======== Provided information
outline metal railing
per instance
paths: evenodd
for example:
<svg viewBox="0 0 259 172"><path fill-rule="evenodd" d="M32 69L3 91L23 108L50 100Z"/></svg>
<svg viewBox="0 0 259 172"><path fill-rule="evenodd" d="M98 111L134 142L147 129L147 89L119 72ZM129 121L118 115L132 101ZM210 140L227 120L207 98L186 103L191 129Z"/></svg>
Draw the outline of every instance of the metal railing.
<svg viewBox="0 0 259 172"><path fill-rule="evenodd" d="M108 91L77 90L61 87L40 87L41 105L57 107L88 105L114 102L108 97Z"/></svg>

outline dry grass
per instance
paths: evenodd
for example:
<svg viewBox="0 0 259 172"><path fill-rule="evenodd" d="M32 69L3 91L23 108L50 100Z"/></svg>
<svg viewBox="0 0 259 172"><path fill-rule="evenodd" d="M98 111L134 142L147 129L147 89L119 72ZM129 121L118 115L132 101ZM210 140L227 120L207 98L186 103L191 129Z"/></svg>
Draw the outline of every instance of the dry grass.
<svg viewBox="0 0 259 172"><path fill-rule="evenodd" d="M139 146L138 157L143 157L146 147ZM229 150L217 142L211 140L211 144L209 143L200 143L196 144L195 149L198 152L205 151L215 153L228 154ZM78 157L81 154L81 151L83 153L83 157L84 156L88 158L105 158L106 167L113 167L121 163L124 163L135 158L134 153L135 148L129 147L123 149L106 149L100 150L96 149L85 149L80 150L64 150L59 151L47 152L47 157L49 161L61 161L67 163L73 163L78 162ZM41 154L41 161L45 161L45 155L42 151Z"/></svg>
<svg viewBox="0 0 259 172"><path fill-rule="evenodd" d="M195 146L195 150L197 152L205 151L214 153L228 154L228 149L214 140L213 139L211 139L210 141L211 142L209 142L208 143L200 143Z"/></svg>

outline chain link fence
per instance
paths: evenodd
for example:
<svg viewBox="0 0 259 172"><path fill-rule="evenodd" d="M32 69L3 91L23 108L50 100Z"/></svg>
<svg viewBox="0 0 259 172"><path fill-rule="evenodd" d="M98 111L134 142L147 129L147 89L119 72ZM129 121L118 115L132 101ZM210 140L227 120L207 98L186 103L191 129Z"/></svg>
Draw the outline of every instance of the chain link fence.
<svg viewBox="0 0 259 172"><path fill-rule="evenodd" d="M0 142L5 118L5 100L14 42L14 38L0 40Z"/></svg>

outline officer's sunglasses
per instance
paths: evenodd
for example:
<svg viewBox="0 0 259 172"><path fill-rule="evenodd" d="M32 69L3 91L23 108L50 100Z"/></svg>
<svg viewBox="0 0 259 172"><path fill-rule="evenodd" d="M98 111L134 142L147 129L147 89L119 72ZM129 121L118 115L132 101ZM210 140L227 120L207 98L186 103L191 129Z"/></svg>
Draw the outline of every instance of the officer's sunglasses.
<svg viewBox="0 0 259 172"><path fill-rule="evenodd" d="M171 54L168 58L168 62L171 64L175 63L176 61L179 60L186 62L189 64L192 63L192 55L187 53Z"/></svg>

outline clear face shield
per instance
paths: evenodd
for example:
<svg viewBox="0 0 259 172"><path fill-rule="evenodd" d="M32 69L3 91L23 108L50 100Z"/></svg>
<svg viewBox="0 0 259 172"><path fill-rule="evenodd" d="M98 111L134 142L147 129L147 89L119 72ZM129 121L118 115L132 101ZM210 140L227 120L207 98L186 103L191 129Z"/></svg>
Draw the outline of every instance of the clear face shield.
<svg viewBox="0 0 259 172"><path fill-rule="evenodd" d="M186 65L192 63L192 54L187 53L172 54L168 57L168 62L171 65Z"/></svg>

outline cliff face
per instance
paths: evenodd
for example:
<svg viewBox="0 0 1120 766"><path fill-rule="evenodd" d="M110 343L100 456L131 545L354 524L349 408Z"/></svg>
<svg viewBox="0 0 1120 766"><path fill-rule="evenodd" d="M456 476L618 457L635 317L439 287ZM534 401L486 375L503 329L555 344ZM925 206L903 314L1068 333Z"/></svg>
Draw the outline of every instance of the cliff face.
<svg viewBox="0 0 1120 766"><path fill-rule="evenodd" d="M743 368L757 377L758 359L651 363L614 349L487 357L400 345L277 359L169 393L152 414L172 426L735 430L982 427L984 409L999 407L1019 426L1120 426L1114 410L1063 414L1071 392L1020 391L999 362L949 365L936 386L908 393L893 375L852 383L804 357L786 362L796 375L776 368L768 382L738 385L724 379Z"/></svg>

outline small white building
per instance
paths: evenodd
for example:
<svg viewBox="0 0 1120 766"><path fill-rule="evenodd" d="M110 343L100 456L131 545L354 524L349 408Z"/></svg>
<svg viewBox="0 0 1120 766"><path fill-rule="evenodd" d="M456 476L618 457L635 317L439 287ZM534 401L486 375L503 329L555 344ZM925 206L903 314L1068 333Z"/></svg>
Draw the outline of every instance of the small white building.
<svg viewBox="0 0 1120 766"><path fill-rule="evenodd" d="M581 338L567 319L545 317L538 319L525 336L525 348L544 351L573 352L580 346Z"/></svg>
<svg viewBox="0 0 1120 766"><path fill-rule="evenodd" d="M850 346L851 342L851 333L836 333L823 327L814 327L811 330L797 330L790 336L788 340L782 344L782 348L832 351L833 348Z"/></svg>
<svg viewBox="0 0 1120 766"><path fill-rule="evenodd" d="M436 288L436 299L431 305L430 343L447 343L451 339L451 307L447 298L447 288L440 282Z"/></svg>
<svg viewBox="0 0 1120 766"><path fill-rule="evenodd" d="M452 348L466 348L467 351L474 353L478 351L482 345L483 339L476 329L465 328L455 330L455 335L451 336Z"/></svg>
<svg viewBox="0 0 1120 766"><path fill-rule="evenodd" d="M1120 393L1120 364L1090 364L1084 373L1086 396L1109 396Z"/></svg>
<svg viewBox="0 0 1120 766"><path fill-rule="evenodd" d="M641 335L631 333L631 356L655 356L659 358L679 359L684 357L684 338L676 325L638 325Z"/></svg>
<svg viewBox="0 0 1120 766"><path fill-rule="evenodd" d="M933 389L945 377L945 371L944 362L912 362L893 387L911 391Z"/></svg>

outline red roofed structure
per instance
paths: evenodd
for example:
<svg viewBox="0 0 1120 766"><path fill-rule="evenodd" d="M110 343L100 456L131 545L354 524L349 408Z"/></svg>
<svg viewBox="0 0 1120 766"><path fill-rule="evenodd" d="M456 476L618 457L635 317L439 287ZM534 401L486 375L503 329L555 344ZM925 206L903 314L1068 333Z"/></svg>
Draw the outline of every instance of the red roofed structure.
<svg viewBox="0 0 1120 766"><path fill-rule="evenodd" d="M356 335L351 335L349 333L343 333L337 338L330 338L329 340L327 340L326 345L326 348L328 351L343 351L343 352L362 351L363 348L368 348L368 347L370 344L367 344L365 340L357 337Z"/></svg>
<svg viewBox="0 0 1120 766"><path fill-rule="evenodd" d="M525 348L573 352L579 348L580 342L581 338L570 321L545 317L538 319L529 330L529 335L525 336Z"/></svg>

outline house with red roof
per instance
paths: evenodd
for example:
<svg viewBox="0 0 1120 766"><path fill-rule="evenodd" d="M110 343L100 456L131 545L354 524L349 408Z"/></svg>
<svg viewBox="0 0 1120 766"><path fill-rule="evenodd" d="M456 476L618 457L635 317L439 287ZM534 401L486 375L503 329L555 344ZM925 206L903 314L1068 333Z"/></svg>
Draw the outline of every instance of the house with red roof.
================
§ Set problem
Can you write out all of the material again, substituting "e.g." for "for example" wherever it occurs and changing nothing else?

§ Solution to this exercise
outline metal railing
per instance
paths: evenodd
e.g.:
<svg viewBox="0 0 259 172"><path fill-rule="evenodd" d="M32 69L3 91L23 108L50 100Z"/></svg>
<svg viewBox="0 0 259 172"><path fill-rule="evenodd" d="M98 111L134 142L147 129L147 89L119 72ZM129 121L118 115L132 101ZM210 140L227 120L207 98L186 103L191 129Z"/></svg>
Draw the outline of every instance of the metal railing.
<svg viewBox="0 0 259 172"><path fill-rule="evenodd" d="M108 91L77 90L61 87L40 87L41 105L57 107L88 105L114 102L108 97Z"/></svg>

outline dry grass
per instance
paths: evenodd
e.g.:
<svg viewBox="0 0 259 172"><path fill-rule="evenodd" d="M32 69L3 91L23 108L50 100Z"/></svg>
<svg viewBox="0 0 259 172"><path fill-rule="evenodd" d="M98 111L134 142L147 129L147 89L119 72ZM129 121L118 115L132 101ZM210 140L227 120L207 98L186 103L191 129Z"/></svg>
Draw the outline of every instance of the dry grass.
<svg viewBox="0 0 259 172"><path fill-rule="evenodd" d="M139 146L138 157L143 157L146 147ZM229 150L217 142L211 140L211 144L209 143L200 143L196 144L195 149L198 152L205 151L215 153L228 154ZM78 157L81 154L81 151L83 153L83 157L84 156L88 158L105 158L106 167L113 167L121 163L124 163L135 158L134 153L135 148L129 147L123 149L106 149L100 150L96 149L85 149L80 150L64 150L59 151L47 152L47 157L49 161L61 161L67 163L73 163L78 162ZM41 154L41 161L45 161L45 155L42 151Z"/></svg>
<svg viewBox="0 0 259 172"><path fill-rule="evenodd" d="M195 146L195 150L197 152L205 151L214 153L228 154L228 149L214 140L213 139L211 139L210 141L211 142L209 142L208 143L200 143Z"/></svg>

outline chain link fence
per instance
paths: evenodd
e.g.:
<svg viewBox="0 0 259 172"><path fill-rule="evenodd" d="M32 69L3 91L23 108L50 100Z"/></svg>
<svg viewBox="0 0 259 172"><path fill-rule="evenodd" d="M98 111L134 142L147 129L147 89L119 72ZM129 121L118 115L132 101ZM210 140L227 120L207 98L186 103L191 129Z"/></svg>
Draw the outline of every instance of the chain link fence.
<svg viewBox="0 0 259 172"><path fill-rule="evenodd" d="M0 142L5 118L5 100L14 42L14 38L0 40Z"/></svg>

outline officer's sunglasses
per instance
paths: evenodd
e.g.:
<svg viewBox="0 0 259 172"><path fill-rule="evenodd" d="M32 69L3 91L23 108L50 100Z"/></svg>
<svg viewBox="0 0 259 172"><path fill-rule="evenodd" d="M98 111L134 142L147 129L147 89L119 72ZM129 121L118 115L132 101ZM210 140L227 120L207 98L186 103L191 129Z"/></svg>
Draw the outline of every instance of the officer's sunglasses.
<svg viewBox="0 0 259 172"><path fill-rule="evenodd" d="M171 54L168 58L168 62L171 64L175 63L176 61L179 60L186 62L189 64L192 63L192 55L187 53Z"/></svg>

outline clear face shield
per instance
paths: evenodd
e.g.:
<svg viewBox="0 0 259 172"><path fill-rule="evenodd" d="M32 69L3 91L23 108L50 100Z"/></svg>
<svg viewBox="0 0 259 172"><path fill-rule="evenodd" d="M98 111L134 142L147 129L147 89L119 72ZM129 121L118 115L132 101ZM210 140L227 120L207 98L186 103L191 129Z"/></svg>
Draw the outline of every instance of the clear face shield.
<svg viewBox="0 0 259 172"><path fill-rule="evenodd" d="M186 65L192 63L192 54L187 53L172 54L168 57L168 62L171 65Z"/></svg>

outline cliff face
per instance
paths: evenodd
e.g.:
<svg viewBox="0 0 1120 766"><path fill-rule="evenodd" d="M110 343L100 456L131 545L354 524L349 408Z"/></svg>
<svg viewBox="0 0 1120 766"><path fill-rule="evenodd" d="M456 476L618 457L635 317L439 287ZM534 401L486 375L503 329L555 344ZM925 206L903 314L1068 333Z"/></svg>
Draw the outline of every instance of the cliff face.
<svg viewBox="0 0 1120 766"><path fill-rule="evenodd" d="M743 368L757 377L758 359L651 363L614 349L487 357L400 345L277 359L169 393L152 414L172 426L735 430L982 427L984 409L999 407L1019 426L1120 426L1114 410L1063 414L1071 392L1020 391L999 362L949 365L936 386L908 393L893 375L852 383L804 357L786 362L796 375L776 368L768 382L738 385L724 379Z"/></svg>

outline small white building
per instance
paths: evenodd
e.g.:
<svg viewBox="0 0 1120 766"><path fill-rule="evenodd" d="M110 343L100 456L131 545L354 524L349 408Z"/></svg>
<svg viewBox="0 0 1120 766"><path fill-rule="evenodd" d="M456 476L618 457L635 317L439 287ZM534 401L486 375L503 329L555 344ZM925 206L903 314L1068 333Z"/></svg>
Draw the outline of every instance of the small white building.
<svg viewBox="0 0 1120 766"><path fill-rule="evenodd" d="M581 338L567 319L545 317L538 319L525 336L525 348L544 351L573 352L580 346Z"/></svg>
<svg viewBox="0 0 1120 766"><path fill-rule="evenodd" d="M850 346L851 342L851 333L836 333L823 327L814 327L811 330L797 330L790 336L788 340L782 344L782 348L832 351L833 348Z"/></svg>
<svg viewBox="0 0 1120 766"><path fill-rule="evenodd" d="M436 288L436 299L431 305L430 343L447 343L451 339L451 307L447 298L447 288L440 282Z"/></svg>
<svg viewBox="0 0 1120 766"><path fill-rule="evenodd" d="M452 348L466 348L467 351L474 353L478 351L482 345L483 339L476 329L465 328L455 330L455 335L451 336Z"/></svg>
<svg viewBox="0 0 1120 766"><path fill-rule="evenodd" d="M1120 393L1120 364L1090 364L1084 373L1086 396L1109 396Z"/></svg>
<svg viewBox="0 0 1120 766"><path fill-rule="evenodd" d="M641 335L631 333L631 356L655 356L659 358L679 359L684 357L684 338L676 325L638 325Z"/></svg>
<svg viewBox="0 0 1120 766"><path fill-rule="evenodd" d="M933 389L945 377L945 371L944 362L912 362L893 387L911 391Z"/></svg>

outline red roofed structure
per instance
paths: evenodd
e.g.:
<svg viewBox="0 0 1120 766"><path fill-rule="evenodd" d="M110 343L100 456L131 545L354 524L349 408Z"/></svg>
<svg viewBox="0 0 1120 766"><path fill-rule="evenodd" d="M456 476L618 457L635 317L439 287ZM534 401L486 375L503 329L555 344ZM925 206L903 314L1068 333Z"/></svg>
Draw the outline of every instance of the red roofed structure.
<svg viewBox="0 0 1120 766"><path fill-rule="evenodd" d="M356 335L351 335L349 333L343 333L337 338L330 338L329 340L327 340L326 345L326 348L328 351L343 351L343 352L362 351L363 348L368 348L368 347L370 344L367 344L365 340L357 337Z"/></svg>
<svg viewBox="0 0 1120 766"><path fill-rule="evenodd" d="M525 348L573 352L579 348L580 342L581 338L570 321L545 317L538 319L529 330L529 335L525 336Z"/></svg>

outline house with red roof
per instance
paths: evenodd
e.g.:
<svg viewBox="0 0 1120 766"><path fill-rule="evenodd" d="M110 343L100 456L131 545L354 524L349 408Z"/></svg>
<svg viewBox="0 0 1120 766"><path fill-rule="evenodd" d="M456 476L618 457L635 317L439 287ZM534 401L486 375L503 329L555 344ZM925 206L903 314L1068 333Z"/></svg>
Draw the outline of every instance of the house with red roof.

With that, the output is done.